* [Given request] Extend the passage on enjoying solitude that appears below, before the entries, continuing from its last sentence.

* [Given passage]
If you already have goals, focusing on your goals can enable you to enjoy solitude more. I always found, even in my most isolated moments, that when I recaptured the idea of what I really wanted out of life, I felt much better. Goals can’t replace having a social life, but they can allow you to push through a temporary patch of isolation.
This route can sometimes be difficult if you aren’t sure where to start, so if you aren’t sure what might interest you enough to work passionately on it, try starting with one of the other paths.
3. Find Meaning
You might not be able to control every part of your life, but you can control the meaning in your life. If you can create a purpose for your current isolation, that doubles your strength in moving through any obstacle. For me, I decided the meaning of my current isolation was to allow me more time to build personal skills while I worked on my social life from the outside.
Sometimes people will talk about the difference between good pain and bad pain at a gym. It’s actually a silly idea: how can any pain be good, all of it hurts? The difference is that there is a meaning for the good pain, a purpose it serves as a process in making you stronger. The bad pain, alternatively, just hurts for no purpose.
The same analogy applies to solitude: there is good solitude and bad solitude. The good solitude has a constructive purpose. It may still hurt occasionally, but if you know what it’s for and why it benefits you, the solitude can be enjoyable (just as some people love the pain they get from the gym). Your goal is to turn bad solitude into good solitude by defining the meaning it has for you.
If you think there is no possible reason for your being alone, think harder. You can probably come up with many opportunities it can allow, if you try. The solitude might help you focus on another important goal you have, give you a chance to increase your independence or even just give you a better appreciation of the relationships you do have.
Are You a God or Wild Beast?
My guess is neither, but you can still enjoy solitude if you set out the right intention. Solitude may take some time and practice to master, but it can allow you to achieve an incredible sense of inner peace and calmness.
Tina,
It is important to learn how to be alone. It goes with accepting yourself. Way too often, people try to change to feel like they fit in around them. The best way to be happy is to find people who love you for yourself.
Once you become a parent, solitude is hard to come by. Even going to the restroom alone becomes a treat. The quiet time becomes so special. I look forward to my quiet times.
I came to the realization that pleasure in solitude is truly that which i consider a standard. I later decided to Google what i considered an analogy from the beginning and came across this article. it almost feels like something you always wanted from a metaphysical standpoint.
Solitude has made me appreciate relations and know myself better.

* [Raw data]
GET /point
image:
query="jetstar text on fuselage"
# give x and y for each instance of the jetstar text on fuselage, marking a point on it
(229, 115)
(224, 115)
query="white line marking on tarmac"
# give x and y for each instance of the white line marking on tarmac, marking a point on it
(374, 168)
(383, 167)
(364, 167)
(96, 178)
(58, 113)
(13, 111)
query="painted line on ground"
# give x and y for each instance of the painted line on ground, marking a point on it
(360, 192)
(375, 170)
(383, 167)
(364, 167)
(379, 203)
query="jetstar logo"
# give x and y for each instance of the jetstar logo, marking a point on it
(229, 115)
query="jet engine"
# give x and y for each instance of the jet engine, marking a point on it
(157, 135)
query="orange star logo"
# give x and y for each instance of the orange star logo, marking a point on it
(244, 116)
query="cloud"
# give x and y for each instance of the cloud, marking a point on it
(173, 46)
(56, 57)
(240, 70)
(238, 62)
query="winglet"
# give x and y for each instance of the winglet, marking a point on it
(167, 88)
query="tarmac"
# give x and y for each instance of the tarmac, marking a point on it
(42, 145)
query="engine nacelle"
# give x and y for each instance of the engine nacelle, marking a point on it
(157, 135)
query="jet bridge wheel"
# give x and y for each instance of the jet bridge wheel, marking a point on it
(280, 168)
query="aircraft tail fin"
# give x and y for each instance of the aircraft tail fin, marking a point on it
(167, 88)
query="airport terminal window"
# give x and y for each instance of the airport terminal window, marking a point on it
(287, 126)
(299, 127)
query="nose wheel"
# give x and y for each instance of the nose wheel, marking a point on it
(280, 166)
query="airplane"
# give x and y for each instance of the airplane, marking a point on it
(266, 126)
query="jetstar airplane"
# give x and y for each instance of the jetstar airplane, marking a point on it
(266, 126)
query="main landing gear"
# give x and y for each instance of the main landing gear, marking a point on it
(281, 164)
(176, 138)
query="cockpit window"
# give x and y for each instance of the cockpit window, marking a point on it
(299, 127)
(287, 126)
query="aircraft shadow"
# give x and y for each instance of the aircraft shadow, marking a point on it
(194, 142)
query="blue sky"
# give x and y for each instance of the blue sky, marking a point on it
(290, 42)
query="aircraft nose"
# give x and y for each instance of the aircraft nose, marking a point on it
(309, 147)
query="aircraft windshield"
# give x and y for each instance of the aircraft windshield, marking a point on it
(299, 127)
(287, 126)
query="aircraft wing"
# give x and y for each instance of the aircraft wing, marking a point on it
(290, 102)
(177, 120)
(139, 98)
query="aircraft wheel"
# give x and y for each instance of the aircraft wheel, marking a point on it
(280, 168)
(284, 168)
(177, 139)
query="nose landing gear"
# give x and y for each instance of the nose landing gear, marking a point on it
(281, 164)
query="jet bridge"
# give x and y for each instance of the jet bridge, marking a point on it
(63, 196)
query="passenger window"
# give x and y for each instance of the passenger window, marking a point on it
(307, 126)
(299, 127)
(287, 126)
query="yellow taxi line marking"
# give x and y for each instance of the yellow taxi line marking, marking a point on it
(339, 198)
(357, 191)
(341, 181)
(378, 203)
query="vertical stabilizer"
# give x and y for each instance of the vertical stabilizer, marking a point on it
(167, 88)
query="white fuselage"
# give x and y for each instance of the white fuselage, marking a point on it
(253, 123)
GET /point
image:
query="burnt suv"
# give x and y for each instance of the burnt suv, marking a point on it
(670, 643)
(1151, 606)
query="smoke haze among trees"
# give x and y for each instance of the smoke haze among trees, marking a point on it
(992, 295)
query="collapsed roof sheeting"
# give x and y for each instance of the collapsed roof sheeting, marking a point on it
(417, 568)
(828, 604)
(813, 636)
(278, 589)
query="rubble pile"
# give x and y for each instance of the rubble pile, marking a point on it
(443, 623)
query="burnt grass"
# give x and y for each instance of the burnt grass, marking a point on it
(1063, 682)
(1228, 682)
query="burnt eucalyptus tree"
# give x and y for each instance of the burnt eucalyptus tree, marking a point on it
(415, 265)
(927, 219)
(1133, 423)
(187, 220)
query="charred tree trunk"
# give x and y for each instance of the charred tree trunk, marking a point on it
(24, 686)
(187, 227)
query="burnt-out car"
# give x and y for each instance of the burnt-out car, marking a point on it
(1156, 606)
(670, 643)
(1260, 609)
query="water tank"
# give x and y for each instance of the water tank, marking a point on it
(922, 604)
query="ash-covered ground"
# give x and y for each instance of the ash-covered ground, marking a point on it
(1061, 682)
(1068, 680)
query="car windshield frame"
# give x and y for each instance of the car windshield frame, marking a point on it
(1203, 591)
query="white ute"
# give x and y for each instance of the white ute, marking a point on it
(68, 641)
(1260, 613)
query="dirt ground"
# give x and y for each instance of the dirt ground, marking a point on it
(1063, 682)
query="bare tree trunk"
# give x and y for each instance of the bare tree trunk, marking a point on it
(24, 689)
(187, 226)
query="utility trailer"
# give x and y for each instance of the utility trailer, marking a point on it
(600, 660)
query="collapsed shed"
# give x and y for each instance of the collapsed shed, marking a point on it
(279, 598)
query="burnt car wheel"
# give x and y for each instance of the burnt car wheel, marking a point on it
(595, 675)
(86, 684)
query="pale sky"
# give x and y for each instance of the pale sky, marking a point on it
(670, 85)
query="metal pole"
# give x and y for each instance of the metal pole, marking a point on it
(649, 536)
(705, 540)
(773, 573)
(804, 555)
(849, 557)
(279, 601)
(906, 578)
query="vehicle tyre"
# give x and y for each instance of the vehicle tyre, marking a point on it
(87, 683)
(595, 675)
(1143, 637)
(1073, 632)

* [Written answer]
Personally I feel it gives immense will to do things you really want.for eg.cracking exams,reading,exercise,cooking,gardening,whatever you like .Nice article.
The crux of your article, to me, is where you said that solitude is easy to enjoy when it’s not forced. I totally resonate with that. Ever had someone say “wait in the car, I’ll be right back,” and having to sit in an empty car all by myself (i.e. “forced solitude”) for 10 minutes can drive me nuts. But if I’m out on my own and I decide I just want to hang out in my car and take a break or whatever, hours could go by and I’m totally at peace. My example is a bit simplified (I can’t think of a better one right now), but I do know what you mean. Thank you for your thoughtful post.
Ah yes , I remember quite well how years ago I would do anything to be alone . After my second failed marriage I would cry in the shower ( so that my neighbors wouldn’t hear me ) from the pain that I felt at the prospect of being alone . Little did I know at that point that it would end up being forced to deal with some internal problems that were standing in the way of my happiness . Back then I would think to myself ” God forbid that I am alone ” because I equated that thought with being a misfit . I would think that if I were to end up alone than clearly there must be something wrong with me . Turns I faced and dealt with things that I now see others desperatly trying to run from which keeps them trapped in all kinds of sick relationships .
I meant to type , ” that I would do anything to NOT be alone ” , sorry about that .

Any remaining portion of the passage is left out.